## Data to use
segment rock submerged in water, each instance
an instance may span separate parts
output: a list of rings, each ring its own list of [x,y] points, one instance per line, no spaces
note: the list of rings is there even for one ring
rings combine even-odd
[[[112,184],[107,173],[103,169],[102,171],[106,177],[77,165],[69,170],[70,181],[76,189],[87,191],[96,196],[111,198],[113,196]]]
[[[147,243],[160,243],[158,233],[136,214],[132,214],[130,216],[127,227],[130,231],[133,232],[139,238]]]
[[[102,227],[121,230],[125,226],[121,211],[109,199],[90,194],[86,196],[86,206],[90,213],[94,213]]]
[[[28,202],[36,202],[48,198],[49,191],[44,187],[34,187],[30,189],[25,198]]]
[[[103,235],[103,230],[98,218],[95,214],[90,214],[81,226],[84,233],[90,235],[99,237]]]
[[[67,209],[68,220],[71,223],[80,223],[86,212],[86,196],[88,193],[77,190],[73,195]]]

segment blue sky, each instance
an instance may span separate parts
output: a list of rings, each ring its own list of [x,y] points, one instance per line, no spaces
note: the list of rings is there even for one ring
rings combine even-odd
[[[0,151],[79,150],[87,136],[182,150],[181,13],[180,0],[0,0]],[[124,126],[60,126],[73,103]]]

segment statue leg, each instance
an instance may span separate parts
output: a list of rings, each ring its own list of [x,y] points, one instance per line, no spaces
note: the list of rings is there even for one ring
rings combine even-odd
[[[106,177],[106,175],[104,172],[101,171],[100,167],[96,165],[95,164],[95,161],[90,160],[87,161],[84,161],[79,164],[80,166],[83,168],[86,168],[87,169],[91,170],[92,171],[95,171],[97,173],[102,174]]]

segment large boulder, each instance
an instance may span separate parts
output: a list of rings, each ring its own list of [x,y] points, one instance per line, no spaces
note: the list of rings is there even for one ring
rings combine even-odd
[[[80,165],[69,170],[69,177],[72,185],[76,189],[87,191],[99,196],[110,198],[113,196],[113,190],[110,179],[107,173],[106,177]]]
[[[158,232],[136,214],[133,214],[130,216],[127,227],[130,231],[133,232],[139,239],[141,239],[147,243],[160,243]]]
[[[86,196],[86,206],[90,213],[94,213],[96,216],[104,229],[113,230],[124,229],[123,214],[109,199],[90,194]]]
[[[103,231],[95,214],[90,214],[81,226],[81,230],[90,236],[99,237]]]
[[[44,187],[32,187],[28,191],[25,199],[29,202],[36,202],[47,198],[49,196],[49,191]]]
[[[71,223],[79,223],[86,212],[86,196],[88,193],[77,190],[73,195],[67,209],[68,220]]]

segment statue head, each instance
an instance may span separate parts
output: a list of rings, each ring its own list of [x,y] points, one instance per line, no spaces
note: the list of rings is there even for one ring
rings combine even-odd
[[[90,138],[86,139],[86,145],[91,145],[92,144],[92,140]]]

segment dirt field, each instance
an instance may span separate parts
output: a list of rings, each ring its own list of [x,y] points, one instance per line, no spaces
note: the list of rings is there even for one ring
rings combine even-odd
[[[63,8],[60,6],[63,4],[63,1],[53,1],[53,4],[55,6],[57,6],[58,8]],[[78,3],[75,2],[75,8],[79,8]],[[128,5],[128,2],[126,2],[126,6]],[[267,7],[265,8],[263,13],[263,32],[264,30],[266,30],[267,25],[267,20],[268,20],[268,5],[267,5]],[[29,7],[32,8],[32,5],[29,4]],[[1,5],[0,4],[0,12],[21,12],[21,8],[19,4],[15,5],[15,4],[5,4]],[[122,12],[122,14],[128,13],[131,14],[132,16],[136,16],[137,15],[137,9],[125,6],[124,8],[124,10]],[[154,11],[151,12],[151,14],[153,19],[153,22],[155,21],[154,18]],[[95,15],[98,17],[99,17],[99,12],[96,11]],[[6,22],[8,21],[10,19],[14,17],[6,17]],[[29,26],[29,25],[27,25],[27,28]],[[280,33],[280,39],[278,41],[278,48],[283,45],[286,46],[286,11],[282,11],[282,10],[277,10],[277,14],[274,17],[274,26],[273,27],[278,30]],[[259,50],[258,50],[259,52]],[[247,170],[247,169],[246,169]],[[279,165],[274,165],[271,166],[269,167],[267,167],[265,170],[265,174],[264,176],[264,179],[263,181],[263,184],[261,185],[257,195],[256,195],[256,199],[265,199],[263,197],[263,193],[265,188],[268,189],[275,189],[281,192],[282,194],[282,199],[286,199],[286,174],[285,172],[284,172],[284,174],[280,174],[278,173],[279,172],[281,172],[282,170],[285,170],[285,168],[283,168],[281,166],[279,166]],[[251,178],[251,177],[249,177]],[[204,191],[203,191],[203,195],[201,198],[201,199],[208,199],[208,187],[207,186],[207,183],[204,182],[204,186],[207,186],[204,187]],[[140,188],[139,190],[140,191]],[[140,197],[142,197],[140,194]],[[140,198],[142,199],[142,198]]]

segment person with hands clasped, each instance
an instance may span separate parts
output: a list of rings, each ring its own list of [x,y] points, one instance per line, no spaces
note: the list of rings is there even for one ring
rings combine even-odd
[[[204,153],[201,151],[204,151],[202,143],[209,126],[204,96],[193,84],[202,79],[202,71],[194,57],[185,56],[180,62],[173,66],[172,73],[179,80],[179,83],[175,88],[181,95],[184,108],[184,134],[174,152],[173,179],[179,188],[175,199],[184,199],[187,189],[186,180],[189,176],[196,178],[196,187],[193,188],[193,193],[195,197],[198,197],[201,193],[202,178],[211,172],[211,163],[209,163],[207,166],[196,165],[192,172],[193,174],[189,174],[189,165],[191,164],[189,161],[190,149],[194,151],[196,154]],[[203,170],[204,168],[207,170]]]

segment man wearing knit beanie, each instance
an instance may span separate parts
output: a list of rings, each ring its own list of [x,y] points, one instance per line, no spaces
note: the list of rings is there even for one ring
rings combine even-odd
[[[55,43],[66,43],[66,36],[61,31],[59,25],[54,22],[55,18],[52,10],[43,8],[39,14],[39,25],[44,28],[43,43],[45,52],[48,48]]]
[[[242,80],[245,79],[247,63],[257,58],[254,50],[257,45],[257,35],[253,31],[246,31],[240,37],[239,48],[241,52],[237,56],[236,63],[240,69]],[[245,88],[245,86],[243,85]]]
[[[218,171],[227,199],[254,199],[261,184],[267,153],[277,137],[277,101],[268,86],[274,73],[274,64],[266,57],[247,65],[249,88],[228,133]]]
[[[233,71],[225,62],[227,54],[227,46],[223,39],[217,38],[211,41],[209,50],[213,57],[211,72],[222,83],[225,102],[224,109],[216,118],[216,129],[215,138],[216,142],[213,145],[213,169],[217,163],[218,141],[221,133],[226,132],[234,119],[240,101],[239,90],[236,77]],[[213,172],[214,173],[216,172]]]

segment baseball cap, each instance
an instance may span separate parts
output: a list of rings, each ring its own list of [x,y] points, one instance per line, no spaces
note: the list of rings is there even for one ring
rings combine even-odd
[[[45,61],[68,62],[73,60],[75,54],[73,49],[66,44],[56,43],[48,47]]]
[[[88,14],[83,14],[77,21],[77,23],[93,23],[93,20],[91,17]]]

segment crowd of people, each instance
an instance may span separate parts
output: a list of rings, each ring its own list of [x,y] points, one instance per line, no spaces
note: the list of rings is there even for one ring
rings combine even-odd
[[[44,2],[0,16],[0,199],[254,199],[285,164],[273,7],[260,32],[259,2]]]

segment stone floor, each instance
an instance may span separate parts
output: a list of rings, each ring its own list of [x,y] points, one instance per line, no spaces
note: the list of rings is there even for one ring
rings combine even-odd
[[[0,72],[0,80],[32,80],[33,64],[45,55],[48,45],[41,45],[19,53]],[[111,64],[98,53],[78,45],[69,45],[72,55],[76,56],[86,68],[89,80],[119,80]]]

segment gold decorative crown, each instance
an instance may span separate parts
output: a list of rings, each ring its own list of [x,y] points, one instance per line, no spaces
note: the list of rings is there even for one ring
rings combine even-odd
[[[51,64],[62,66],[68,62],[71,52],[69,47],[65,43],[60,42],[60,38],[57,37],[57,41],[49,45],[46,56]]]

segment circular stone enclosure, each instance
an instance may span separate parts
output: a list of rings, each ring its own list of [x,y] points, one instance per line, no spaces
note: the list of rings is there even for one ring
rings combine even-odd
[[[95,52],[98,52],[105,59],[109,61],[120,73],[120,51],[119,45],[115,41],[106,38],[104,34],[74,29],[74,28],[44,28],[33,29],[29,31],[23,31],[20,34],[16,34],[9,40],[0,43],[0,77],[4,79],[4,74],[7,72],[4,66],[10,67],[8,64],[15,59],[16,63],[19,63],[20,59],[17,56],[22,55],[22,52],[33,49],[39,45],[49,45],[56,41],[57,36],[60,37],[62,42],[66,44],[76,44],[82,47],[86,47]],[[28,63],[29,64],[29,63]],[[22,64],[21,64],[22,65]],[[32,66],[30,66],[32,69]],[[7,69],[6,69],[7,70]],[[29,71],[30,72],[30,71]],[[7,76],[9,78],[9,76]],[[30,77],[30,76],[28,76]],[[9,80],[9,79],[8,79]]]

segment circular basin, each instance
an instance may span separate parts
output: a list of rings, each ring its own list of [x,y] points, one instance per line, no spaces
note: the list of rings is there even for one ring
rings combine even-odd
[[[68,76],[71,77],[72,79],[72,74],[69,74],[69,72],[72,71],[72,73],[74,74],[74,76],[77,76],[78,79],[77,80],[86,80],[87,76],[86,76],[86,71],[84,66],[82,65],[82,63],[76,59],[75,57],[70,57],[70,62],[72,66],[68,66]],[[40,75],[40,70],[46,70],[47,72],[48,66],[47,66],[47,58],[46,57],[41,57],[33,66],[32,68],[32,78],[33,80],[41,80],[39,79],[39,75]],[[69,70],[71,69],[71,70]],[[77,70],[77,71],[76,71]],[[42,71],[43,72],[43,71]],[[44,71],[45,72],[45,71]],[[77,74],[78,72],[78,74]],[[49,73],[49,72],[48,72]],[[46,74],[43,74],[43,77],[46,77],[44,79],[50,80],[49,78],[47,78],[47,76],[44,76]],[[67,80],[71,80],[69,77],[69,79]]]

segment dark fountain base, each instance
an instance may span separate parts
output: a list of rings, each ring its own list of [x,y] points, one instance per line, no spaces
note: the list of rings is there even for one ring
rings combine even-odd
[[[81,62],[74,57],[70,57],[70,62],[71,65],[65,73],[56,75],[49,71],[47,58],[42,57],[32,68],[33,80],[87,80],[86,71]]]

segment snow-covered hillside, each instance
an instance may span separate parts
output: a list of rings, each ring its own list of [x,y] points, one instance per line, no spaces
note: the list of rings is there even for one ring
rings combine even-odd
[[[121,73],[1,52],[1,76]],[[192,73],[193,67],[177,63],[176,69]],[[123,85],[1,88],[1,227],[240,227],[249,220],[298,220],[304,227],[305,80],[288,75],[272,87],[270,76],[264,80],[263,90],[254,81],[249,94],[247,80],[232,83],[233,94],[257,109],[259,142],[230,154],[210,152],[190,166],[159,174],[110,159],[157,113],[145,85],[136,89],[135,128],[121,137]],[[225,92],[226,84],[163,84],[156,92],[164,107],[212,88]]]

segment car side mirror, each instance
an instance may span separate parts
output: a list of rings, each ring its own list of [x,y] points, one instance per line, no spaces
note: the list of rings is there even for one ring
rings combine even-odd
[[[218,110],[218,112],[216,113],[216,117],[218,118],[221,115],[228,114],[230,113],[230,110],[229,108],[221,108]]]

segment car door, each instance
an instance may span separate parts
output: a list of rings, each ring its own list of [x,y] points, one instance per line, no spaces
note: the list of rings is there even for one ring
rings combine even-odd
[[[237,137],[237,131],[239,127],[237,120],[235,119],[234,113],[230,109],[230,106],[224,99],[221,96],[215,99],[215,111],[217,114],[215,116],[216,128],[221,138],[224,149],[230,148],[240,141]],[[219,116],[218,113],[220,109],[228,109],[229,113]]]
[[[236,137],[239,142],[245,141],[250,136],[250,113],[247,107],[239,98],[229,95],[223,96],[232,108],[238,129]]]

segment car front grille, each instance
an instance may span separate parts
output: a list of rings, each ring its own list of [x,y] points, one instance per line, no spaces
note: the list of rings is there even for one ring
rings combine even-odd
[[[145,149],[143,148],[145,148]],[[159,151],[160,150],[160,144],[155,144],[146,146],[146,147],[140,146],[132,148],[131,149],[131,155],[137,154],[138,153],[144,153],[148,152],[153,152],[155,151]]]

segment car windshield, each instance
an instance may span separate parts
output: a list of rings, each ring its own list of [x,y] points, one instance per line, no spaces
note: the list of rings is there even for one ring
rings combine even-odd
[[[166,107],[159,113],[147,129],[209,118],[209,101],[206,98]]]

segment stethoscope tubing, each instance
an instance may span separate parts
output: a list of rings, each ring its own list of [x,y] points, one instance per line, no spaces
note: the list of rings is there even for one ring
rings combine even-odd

## Task description
Word for word, quote the lines from the line containing "segment car door, each instance" through the end of the material, both included, and nothing else.

## Answer below
segment car door, each instance
an instance may span separate parts
output: a list of rings, each ring its own list of [x,y] points, one instance per line, no spaces
note: the list of rings is there even for one ring
rings combine even-odd
[[[237,137],[237,131],[239,127],[237,120],[235,119],[234,113],[230,109],[230,106],[224,99],[221,96],[215,99],[215,111],[217,114],[215,116],[216,128],[221,138],[224,149],[230,148],[240,141]],[[219,116],[218,113],[220,109],[228,109],[229,113]]]
[[[236,137],[239,142],[245,141],[250,136],[250,113],[247,107],[239,98],[229,95],[223,96],[232,108],[238,129]]]

segment car front grille, each instance
an instance may span separate parts
output: a list of rings, each ring its own list of [x,y] points, one instance per line, no spaces
note: the list of rings is there even for one ring
rings combine even-odd
[[[145,149],[143,148],[145,148]],[[159,151],[160,150],[160,144],[155,144],[146,146],[146,147],[140,146],[132,148],[131,149],[131,155],[137,154],[138,153],[144,153],[148,152],[153,152],[155,151]]]

segment car windshield, each instance
an instance may span separate parts
output: a list of rings, each ring its own list of [x,y] points, one instance per line, no spaces
note: the list of rings is there even for one ring
rings combine even-odd
[[[166,107],[159,113],[147,129],[209,118],[209,101],[206,98]]]

segment stethoscope tubing, each instance
an instance may span separate parts
output: a list of rings, each ring its own list of [x,y] points, one instance per line, no spaces
note: the list of rings is there even for one ring
rings combine even-odd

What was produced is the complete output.